Article:
When we started talking about the Remains, I went to a guitar store out here in
Nashville, and there it was on the wall -- the first time I'd seen one since
the '60s. And it's funny that my singing sounds the same, but it does. This
kind of music is less technically demanding than bluegrass, so that frees up a
lot of energy."
The Remains have since played a Mod festival in Spain and a one-off show in
New York, and Tashian says they're talking very tentatively about trying out
some new material in the studio. "We want to keep playing from time to time, so
next week won't be the last one," he promises. "But it will be just for a few
select places that really want us. I just want to keep us out of the hands of
the booking agents -- they'd be trying to put us into casinos and state fairs.
I'd like to keep it so that it's an event when we play."
The notion of a Lost reunion seems pretty surreal to singer/keyboardist Willie
Alexander -- not least because it's a week before the show and they haven't
been in the same room yet. Guitarist/singer Ted Myers, who instigated the
reunion, is still in Los Angeles, working his regular job in the A&R
department of Rhino Records. The current plan is for all the bandmembers, who
haven't seen one another since 1969, to assemble before the show for a couple
days of intensive rehearsal at local-music archivist Erik Lindgren's home
studio (Alexander's current drummer, Jim Doherty, will be standing in for Lost
drummer Lee Mason, who has hepatitis and can't play; but Mason will likely make
a guest appearance). Historians will also note that Lost bassist Walter Powers
was, with Alexander, part of a post-Lou Reed line-up of the Velvet Underground.
"You don't think that often about your first band," Alexander explains from
his home in Gloucester. "But jeez, the notion that we're going to be performing
together, camping out at Erik Lindgren's -- that's like waking up with a
two-headed dog in your room. It's totally removed from any kind of reality."

To be done:
a) Answer these questions using the article.
(i) In which country did the Remains play a Mod festival?
(ii) Which record company employs Ted Myers?
(iii) Who will stand in for Lee Mason on drums?
b) Rewrite the article's passage from "The notion of" to "the Velvet Underground.", changing "rehearsal" to "practice".

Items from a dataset
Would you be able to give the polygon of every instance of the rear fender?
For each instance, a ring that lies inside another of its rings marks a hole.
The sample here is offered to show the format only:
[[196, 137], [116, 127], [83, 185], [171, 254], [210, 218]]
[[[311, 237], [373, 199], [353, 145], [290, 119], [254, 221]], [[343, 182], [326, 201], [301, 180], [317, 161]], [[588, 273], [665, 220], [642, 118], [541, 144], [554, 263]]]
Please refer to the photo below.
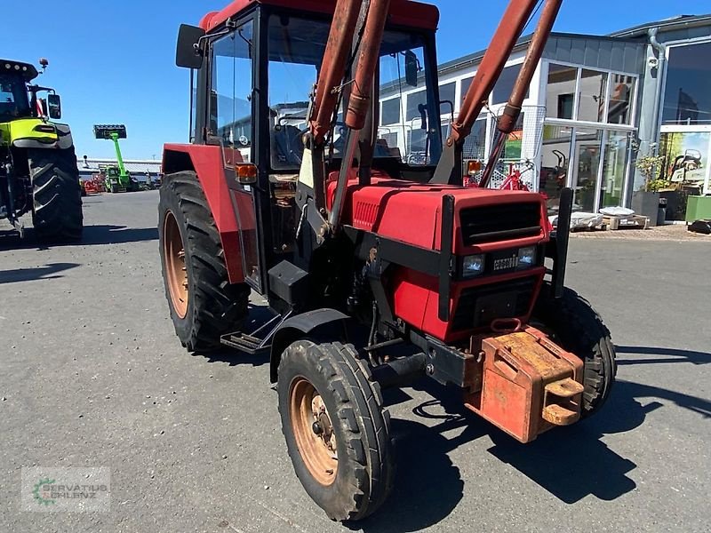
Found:
[[207, 204], [215, 219], [230, 283], [244, 282], [239, 225], [234, 198], [228, 187], [220, 147], [166, 144], [163, 151], [163, 172], [192, 171], [197, 174]]
[[348, 326], [351, 317], [335, 309], [316, 309], [308, 311], [289, 318], [279, 326], [274, 334], [271, 355], [269, 357], [269, 378], [272, 383], [276, 383], [279, 371], [279, 362], [282, 354], [292, 342], [305, 337], [325, 335], [331, 340], [345, 340], [348, 338]]

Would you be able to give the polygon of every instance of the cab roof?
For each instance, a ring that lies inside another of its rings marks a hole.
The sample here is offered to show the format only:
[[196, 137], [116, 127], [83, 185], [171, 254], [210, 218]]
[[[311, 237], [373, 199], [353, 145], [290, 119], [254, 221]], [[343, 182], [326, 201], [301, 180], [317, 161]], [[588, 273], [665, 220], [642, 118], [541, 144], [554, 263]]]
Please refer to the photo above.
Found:
[[34, 80], [39, 76], [34, 65], [13, 60], [0, 60], [0, 74], [21, 74], [26, 82]]
[[[200, 28], [210, 31], [223, 24], [230, 17], [256, 4], [296, 9], [304, 12], [332, 14], [335, 11], [336, 0], [234, 0], [221, 11], [210, 12], [203, 17]], [[439, 23], [439, 10], [429, 4], [411, 0], [392, 0], [390, 17], [393, 24], [434, 30], [437, 28]]]

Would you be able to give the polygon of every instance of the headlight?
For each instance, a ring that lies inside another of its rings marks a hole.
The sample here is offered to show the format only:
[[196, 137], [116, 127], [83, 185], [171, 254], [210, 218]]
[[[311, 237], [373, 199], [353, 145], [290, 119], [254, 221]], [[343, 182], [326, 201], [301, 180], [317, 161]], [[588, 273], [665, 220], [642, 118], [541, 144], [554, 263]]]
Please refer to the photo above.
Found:
[[523, 268], [531, 268], [536, 264], [536, 247], [527, 246], [526, 248], [518, 249], [518, 265], [516, 268], [523, 270]]
[[473, 277], [483, 274], [483, 254], [465, 257], [462, 261], [461, 274], [464, 277]]

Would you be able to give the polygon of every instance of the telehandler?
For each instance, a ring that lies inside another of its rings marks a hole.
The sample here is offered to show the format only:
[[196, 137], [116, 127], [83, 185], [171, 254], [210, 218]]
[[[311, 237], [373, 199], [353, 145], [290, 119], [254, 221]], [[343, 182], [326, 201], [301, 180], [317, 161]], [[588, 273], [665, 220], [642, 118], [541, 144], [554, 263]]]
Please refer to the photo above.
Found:
[[[499, 140], [561, 1], [545, 0]], [[457, 387], [522, 442], [610, 394], [610, 332], [563, 286], [571, 191], [552, 231], [541, 195], [462, 186], [465, 139], [536, 4], [511, 0], [447, 139], [433, 5], [236, 0], [180, 28], [192, 142], [164, 146], [158, 208], [175, 331], [191, 352], [269, 358], [294, 470], [333, 520], [392, 489], [386, 387]], [[419, 91], [421, 156], [377, 139], [385, 90]], [[248, 330], [252, 290], [274, 318]]]

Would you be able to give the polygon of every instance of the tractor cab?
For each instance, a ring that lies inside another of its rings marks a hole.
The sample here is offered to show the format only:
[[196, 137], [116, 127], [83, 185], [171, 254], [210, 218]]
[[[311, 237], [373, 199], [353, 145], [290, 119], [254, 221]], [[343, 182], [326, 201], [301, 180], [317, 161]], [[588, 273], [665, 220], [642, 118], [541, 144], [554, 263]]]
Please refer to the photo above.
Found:
[[33, 115], [27, 83], [36, 75], [32, 65], [0, 60], [0, 122]]

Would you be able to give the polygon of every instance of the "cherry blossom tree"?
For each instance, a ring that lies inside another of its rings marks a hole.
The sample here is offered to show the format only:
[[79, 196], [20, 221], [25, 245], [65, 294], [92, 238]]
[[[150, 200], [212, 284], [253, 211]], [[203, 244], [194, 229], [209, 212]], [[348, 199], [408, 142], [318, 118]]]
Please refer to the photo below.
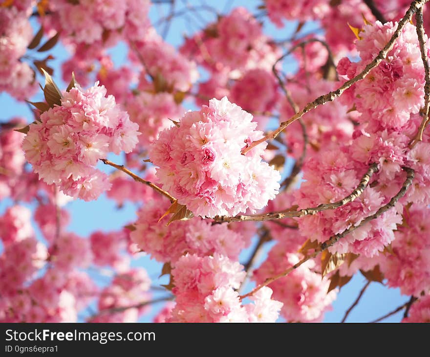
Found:
[[[32, 108], [1, 123], [0, 321], [321, 321], [362, 274], [343, 322], [370, 284], [408, 301], [375, 321], [430, 322], [427, 2], [0, 1], [0, 92]], [[135, 216], [68, 228], [104, 194]]]

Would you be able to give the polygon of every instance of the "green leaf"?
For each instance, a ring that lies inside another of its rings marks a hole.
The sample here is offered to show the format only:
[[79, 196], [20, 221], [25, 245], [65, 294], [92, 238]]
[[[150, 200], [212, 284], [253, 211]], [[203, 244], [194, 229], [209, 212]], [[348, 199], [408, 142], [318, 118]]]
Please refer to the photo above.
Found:
[[67, 89], [65, 90], [66, 92], [69, 92], [70, 89], [74, 87], [77, 84], [76, 80], [75, 79], [75, 73], [74, 72], [72, 72], [72, 79], [70, 80], [70, 83], [69, 83], [69, 85], [67, 86]]
[[136, 230], [136, 226], [134, 224], [128, 224], [127, 225], [125, 225], [124, 228], [126, 228], [129, 230], [133, 231]]
[[57, 45], [58, 42], [58, 39], [60, 38], [60, 32], [57, 32], [52, 37], [49, 39], [42, 46], [37, 50], [38, 52], [44, 52], [48, 51], [52, 48], [54, 46]]
[[40, 43], [40, 41], [42, 39], [43, 36], [43, 27], [41, 26], [40, 29], [37, 32], [37, 33], [36, 34], [34, 37], [33, 38], [33, 40], [31, 40], [31, 42], [30, 43], [30, 44], [27, 46], [27, 48], [29, 49], [33, 49], [37, 47]]
[[51, 108], [53, 108], [55, 104], [61, 105], [61, 98], [63, 97], [61, 92], [50, 75], [43, 68], [42, 68], [42, 70], [45, 75], [45, 87], [43, 88], [45, 100]]

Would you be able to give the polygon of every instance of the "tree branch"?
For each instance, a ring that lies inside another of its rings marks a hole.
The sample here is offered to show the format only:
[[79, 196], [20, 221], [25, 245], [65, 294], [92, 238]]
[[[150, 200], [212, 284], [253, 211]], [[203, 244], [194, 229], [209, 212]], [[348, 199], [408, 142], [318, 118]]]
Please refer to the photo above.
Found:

Answers to the tasks:
a)
(i) Spain
(ii) Rhino Records
(iii) Jim Doherty, Alexander's current drummer

b)
The notion of a Lost reunion seems pretty surreal to singer/keyboardist Willie
Alexander -- not least because it's a week before the show and they haven't
been in the same room yet. Guitarist/singer Ted Myers, who instigated the
reunion, is still in Los Angeles, working his regular job in the A&R
department of Rhino Records. The current plan is for all the bandmembers, who
haven't seen one another since 1969, to assemble before the show for a couple
days of intensive practice at local-music archivist Erik Lindgren's home
studio (Alexander's current drummer, Jim Doherty, will be standing in for Lost
drummer Lee Mason, who has hepatitis and can't play; but Mason will likely make
a guest appearance). Historians will also note that Lost bassist Walter Powers
was, with Alexander, part of a post-Lou Reed line-up of the Velvet Underground.